**Selected passage:**
---
I used to hear retirees say that they quickly discovered that they were much busier after they retired than they had ever been before. My own father-in-law once told me that he found that he could never seem to get everything done once he retired; and that he often wondered how he had ever gotten anything done back when he was working.
Let me simply state that I am beginning to appreciate these sentiments. When people ask me how I am enjoying retirement, I tell them that I do not yet know. This is because I seem to be working harder now than I did before I officially retired. My wife and I spent the first week of my so-called retirement packing up and moving my books and other possessions out of the church office.
I spent the second week running a million errands, making changes in accounts, swapping phone and internet service, etc, etc…
And now, in this third week, my wife and I have finally turned our attention to our home as we prepare to sell it in order to transition to our new place of residence. As any of you who have ever sold a home, moved to a new community, and gotten established there well know, this process can be daunting.
Unfortunately, all of these things have unfolded in the midst of the worst pandemic of the modern era, as the impact of the coronavirus has now begun making itself known in unprecedented ways in all of our lives.
I will admit that those folks who told me that there would be a certain amount of insecurity brought on by normal life changes associated with retirement were correct. My wife and I have experienced each of these things in turn. But in many ways, these uncertainties in our life have only been intensified and exacerbated by the societal impact of the Covid-19 virus.
Like many of you with aging parents and/or small grandchildren, my wife and I cannot help but be concerned about what is happening in the world around us. For this reason, we have tried to hunker down and wait things out, dutifully practicing social distancing in the process.
All of this is certainly bad enough; but when being cooped up indoors is compounded by the excessive amount of rain we have been experiencing here in east Tennessee, one can quickly grow weary of the whole ordeal. And this leads me to my point. It seems the Lord knew this servant of His needed some encouragement in light of all these past few weeks have had to offer.
As I was communing with Him in my heart over these very things early this morning, I happened to look out the window and see a most beautiful sight. There, in the midst of the early morning mist, after yet another night of terrible storms, sat perched on a branch just outside my window a single bright red cardinal.
This may not seem like much to you; but to me, in that moment, it was a powerful statement about the presence, the power, and the plan of Almighty God. In a world seemingly full of repetitive dreariness and uncertainty, there shown forth a profound testament to God’s creative ability! The stark contrast between the glorious red of that bird and its colorless surroundings spoke volumes about the power of Almighty God to provide hope in the midst of uncertain times!
In that one moment, as a simple cardinal sat singing away outside my window, a dark stormy night was giving way to a bright shining day! A season of dreary winter was giving way to a season of dynamic spring! In short, a season of death was giving way to season of life!
I, for one, needed that reassurance. Like Noah of old, the world I had known was no more. The 40 plus years spent as a Pastor seemed to have disappeared all too quickly; only to be replaced by a time of uncertainty cooped up in a dreary ark with little more than the list of tomorrow’s chores awaiting me for distraction. Such circumstances can try one’s soul.
---
**Data extract:**
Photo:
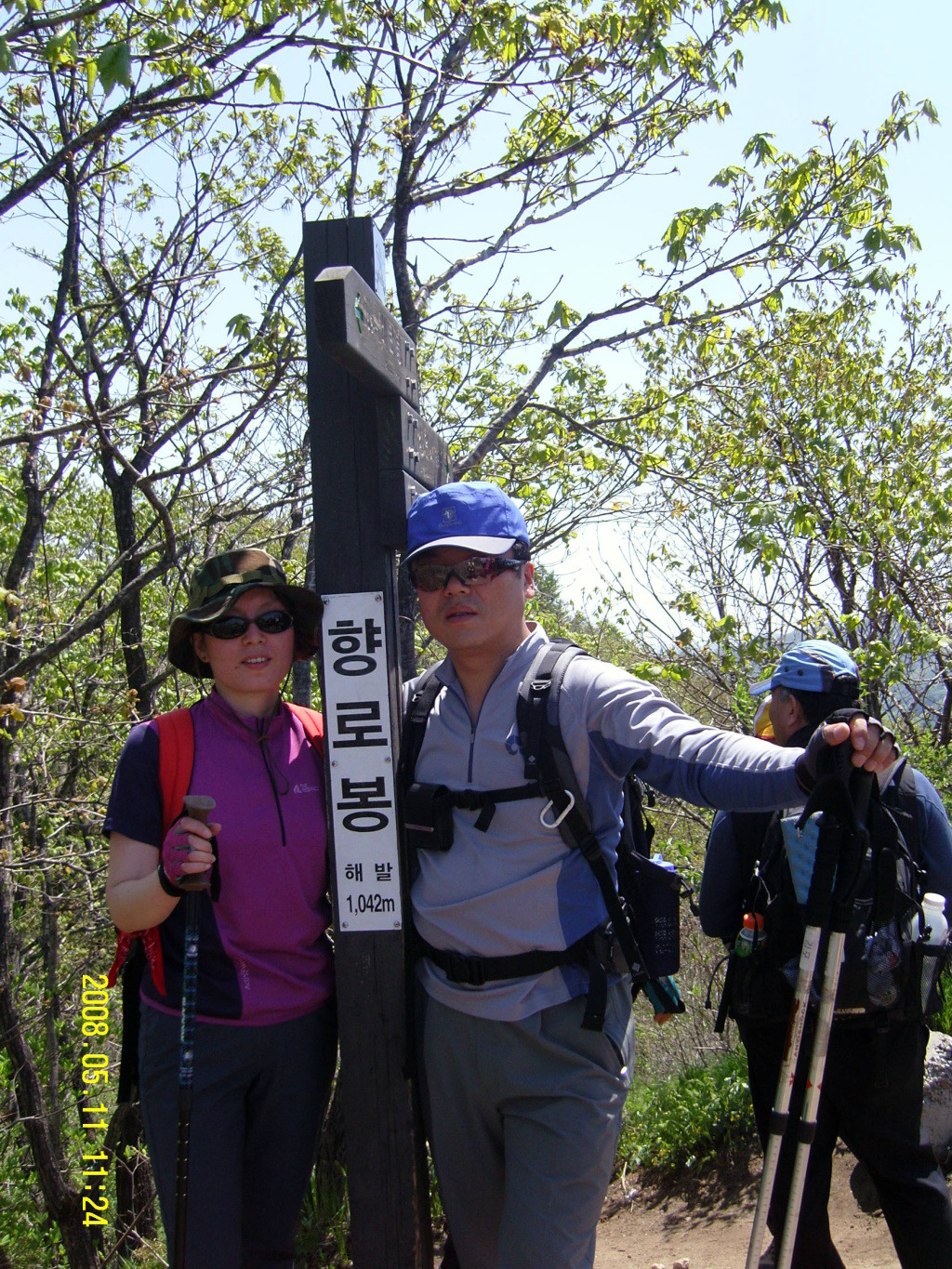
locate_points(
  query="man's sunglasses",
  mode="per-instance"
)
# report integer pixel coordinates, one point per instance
(233, 626)
(472, 571)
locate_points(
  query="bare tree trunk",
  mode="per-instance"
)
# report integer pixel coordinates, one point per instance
(62, 1202)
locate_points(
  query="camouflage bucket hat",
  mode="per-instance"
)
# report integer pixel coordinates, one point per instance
(218, 584)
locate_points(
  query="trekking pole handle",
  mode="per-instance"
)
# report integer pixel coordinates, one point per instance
(198, 807)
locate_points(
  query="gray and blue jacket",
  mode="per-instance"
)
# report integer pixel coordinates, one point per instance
(517, 886)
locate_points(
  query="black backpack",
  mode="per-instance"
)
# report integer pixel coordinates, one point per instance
(881, 973)
(642, 909)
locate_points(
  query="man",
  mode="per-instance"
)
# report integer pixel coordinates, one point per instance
(522, 1103)
(872, 1088)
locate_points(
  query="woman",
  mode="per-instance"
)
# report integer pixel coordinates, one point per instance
(266, 1033)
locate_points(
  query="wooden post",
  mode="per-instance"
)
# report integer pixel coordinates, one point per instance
(371, 453)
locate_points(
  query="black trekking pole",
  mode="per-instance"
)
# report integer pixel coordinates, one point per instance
(193, 885)
(853, 843)
(817, 911)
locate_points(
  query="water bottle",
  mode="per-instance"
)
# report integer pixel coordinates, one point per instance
(883, 955)
(751, 934)
(934, 934)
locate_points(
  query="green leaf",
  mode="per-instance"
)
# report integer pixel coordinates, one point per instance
(267, 75)
(114, 66)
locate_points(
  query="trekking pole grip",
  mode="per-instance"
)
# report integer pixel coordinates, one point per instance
(198, 807)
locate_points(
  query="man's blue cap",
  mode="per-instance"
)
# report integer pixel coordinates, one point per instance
(471, 514)
(813, 665)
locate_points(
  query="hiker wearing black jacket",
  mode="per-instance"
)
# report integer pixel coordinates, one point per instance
(872, 1085)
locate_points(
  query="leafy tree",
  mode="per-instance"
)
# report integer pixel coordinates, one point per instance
(802, 494)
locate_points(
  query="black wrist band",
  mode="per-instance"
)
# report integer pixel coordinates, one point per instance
(166, 882)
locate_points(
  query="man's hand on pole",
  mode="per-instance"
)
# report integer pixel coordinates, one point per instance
(874, 747)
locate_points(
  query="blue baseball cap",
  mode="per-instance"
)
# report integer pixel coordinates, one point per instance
(813, 665)
(473, 514)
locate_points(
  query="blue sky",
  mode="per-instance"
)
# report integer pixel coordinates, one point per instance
(840, 59)
(843, 59)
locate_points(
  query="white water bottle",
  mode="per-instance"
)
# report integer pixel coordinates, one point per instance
(934, 918)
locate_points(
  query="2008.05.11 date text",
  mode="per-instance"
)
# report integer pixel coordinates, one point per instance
(96, 1071)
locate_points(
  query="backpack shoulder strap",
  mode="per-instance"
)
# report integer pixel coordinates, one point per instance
(549, 761)
(177, 755)
(312, 722)
(421, 701)
(902, 800)
(537, 708)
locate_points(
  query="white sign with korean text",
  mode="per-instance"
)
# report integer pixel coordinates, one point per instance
(358, 739)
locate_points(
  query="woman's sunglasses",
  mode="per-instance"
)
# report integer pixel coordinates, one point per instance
(233, 626)
(472, 571)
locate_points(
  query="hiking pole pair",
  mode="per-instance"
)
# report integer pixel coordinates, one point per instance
(838, 858)
(193, 883)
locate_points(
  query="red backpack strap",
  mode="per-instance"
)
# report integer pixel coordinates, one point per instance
(312, 722)
(177, 755)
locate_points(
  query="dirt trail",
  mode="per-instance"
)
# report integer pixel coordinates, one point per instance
(707, 1223)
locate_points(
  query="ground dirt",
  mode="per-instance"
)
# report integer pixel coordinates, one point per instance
(704, 1221)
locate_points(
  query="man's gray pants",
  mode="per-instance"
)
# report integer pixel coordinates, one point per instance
---
**Parts of the exercise:**
- a) Answer these questions about the retirement reflection, giving each answer on its own line marked (i), (ii) or (iii).
(i) How did the writer and the writer's wife spend the first week of retirement?
(ii) Where is the excessive rain being experienced?
(iii) How many years did the writer spend as a Pastor?
- b) Transcribe the part of the retirement reflection between "Let me simply" and "the church office.", inclusive.

**Numbered answers:**
- a)
(i) Packing up and moving the writer's books and other possessions out of the church office.
(ii) East Tennessee.
(iii) 40 plus years.

- b)
Let me simply state that I am beginning to appreciate these sentiments. When people ask me how I am enjoying retirement, I tell them that I do not yet know. This is because I seem to be working harder now than I did before I officially retired. My wife and I spent the first week of my so-called retirement packing up and moving my books and other possessions out of the church office.